• Objective
Pull out each line of the material below that contains the word "front", and copy those lines. Match the case exactly.

• Records supplied
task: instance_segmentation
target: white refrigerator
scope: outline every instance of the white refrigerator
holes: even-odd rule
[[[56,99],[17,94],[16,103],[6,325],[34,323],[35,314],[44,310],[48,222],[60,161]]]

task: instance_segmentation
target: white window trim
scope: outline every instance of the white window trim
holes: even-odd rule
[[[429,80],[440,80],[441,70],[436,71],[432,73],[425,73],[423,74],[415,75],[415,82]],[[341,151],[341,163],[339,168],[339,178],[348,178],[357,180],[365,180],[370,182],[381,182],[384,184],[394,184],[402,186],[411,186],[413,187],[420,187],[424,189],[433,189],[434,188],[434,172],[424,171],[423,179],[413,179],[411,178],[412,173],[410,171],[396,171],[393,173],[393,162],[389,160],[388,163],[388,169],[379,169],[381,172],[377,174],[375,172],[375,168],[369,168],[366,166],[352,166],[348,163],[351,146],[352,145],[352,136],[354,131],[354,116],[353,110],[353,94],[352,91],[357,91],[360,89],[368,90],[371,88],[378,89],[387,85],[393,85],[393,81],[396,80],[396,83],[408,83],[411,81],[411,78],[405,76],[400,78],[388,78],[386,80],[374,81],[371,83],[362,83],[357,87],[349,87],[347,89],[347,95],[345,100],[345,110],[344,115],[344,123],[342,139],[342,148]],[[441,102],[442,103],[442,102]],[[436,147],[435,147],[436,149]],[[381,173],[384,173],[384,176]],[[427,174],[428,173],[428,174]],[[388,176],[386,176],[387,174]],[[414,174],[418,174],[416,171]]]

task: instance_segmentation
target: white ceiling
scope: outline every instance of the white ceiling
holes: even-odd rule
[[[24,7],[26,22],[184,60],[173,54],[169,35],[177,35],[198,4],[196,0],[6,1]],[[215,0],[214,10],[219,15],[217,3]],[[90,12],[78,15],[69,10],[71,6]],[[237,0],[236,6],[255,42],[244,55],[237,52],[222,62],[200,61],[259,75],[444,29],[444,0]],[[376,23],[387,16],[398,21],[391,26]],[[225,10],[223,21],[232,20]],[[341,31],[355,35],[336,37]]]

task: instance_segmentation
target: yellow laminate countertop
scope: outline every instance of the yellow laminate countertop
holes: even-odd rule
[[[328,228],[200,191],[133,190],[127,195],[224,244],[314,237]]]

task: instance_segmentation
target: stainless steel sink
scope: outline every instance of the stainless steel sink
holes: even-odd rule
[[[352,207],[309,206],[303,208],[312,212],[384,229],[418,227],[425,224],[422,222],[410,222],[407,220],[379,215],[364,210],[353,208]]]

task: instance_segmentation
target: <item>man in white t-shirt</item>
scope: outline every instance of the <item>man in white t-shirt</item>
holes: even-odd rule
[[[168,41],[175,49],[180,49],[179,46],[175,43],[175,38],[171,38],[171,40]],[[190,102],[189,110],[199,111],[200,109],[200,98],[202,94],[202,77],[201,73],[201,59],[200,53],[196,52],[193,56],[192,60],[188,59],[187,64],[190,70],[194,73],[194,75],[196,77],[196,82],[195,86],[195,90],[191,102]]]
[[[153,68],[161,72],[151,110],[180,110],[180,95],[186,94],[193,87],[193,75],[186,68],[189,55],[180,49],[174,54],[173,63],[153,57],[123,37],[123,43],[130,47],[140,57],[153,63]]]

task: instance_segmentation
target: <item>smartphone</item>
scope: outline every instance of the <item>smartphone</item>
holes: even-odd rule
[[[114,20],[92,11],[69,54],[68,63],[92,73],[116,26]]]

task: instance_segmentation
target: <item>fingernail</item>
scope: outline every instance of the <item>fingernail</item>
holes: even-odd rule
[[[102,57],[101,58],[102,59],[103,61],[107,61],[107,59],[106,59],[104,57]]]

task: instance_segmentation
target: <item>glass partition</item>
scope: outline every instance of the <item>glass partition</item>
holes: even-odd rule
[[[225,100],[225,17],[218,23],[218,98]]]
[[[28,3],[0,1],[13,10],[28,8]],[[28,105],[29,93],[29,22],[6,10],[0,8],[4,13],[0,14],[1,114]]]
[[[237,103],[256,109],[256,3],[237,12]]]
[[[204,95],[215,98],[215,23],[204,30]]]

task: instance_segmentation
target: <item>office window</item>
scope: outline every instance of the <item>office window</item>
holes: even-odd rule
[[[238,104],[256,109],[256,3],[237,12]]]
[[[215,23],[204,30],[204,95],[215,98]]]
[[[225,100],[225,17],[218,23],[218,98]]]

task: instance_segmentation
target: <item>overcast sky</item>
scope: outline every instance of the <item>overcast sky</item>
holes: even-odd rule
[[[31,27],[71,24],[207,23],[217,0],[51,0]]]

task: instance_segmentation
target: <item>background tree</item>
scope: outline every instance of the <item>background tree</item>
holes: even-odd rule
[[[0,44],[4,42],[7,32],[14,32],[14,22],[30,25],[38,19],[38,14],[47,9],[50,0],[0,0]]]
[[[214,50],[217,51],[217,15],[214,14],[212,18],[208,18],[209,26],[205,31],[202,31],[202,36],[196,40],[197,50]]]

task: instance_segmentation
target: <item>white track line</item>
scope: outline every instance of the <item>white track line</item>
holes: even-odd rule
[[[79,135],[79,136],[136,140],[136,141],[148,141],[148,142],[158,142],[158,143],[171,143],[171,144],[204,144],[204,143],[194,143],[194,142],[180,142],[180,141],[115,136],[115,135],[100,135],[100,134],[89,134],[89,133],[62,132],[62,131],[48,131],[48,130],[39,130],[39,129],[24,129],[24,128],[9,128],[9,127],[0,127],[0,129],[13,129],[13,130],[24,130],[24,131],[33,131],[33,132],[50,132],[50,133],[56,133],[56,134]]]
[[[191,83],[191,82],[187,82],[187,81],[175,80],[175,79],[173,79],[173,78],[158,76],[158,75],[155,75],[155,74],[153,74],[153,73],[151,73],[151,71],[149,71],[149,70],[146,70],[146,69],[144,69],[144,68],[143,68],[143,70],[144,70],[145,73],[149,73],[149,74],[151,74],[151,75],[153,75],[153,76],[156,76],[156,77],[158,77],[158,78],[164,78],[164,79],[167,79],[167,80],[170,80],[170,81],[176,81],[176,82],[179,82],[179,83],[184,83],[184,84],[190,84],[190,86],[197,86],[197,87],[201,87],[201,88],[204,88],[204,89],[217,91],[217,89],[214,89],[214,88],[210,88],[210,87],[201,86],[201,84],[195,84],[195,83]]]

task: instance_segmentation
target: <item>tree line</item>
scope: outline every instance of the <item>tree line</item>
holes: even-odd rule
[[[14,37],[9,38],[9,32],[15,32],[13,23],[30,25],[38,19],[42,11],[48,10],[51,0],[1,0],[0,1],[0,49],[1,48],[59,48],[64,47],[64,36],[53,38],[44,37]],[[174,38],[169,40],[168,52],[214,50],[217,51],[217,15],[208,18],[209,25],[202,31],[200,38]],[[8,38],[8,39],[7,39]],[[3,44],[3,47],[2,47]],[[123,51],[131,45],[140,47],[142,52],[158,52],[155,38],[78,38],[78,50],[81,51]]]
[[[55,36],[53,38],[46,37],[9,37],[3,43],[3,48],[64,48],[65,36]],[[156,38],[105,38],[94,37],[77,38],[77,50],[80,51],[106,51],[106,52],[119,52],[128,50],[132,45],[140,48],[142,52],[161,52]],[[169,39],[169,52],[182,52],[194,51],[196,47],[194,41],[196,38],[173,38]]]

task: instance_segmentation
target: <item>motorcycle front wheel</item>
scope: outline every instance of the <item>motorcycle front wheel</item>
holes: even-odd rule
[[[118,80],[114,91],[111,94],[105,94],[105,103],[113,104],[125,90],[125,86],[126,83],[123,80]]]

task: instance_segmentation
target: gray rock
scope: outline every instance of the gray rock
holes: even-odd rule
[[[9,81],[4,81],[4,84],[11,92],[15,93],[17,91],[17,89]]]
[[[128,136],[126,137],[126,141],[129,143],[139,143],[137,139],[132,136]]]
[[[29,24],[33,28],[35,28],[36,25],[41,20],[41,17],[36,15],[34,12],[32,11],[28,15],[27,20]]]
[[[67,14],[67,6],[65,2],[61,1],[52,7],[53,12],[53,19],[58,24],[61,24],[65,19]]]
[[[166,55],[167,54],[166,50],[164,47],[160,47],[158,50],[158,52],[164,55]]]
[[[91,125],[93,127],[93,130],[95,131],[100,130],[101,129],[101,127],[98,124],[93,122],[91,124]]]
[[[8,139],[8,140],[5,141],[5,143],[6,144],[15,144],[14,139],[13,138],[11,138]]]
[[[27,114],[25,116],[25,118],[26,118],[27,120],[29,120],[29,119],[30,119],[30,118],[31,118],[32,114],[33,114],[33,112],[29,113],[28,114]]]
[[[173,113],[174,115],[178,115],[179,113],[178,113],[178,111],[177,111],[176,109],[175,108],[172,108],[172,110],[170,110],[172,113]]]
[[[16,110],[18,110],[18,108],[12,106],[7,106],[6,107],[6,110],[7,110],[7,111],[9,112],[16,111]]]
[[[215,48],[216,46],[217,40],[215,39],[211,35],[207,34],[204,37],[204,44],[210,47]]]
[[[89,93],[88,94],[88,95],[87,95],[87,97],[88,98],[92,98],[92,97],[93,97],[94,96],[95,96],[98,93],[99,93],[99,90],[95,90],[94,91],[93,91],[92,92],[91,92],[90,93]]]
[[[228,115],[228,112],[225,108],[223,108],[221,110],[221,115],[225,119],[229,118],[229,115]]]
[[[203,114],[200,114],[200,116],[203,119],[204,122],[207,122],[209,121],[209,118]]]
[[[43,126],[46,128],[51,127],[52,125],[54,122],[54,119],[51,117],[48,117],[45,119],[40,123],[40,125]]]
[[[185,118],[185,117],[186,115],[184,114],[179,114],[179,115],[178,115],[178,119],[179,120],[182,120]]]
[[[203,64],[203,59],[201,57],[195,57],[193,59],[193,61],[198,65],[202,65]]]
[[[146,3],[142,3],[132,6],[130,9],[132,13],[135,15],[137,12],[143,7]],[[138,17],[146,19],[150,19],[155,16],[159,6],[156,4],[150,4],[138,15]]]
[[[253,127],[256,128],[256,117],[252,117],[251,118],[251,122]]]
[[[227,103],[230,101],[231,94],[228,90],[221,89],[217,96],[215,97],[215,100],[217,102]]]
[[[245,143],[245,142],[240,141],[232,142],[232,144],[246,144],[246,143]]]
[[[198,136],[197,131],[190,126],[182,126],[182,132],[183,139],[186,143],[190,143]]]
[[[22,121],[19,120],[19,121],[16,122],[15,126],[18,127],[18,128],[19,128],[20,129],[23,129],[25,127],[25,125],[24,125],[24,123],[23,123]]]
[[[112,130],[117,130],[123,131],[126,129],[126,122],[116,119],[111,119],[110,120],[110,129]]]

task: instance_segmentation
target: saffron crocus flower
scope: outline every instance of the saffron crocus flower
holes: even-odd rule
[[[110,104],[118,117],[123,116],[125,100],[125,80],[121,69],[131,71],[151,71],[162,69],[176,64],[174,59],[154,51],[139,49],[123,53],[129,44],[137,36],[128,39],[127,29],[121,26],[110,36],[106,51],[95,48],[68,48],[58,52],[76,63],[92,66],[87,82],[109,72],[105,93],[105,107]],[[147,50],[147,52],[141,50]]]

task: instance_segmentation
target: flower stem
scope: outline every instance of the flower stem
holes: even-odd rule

• Solution to this task
target: <item>motorcycle front wheel</item>
scope: outline every instance of the <item>motorcycle front wheel</item>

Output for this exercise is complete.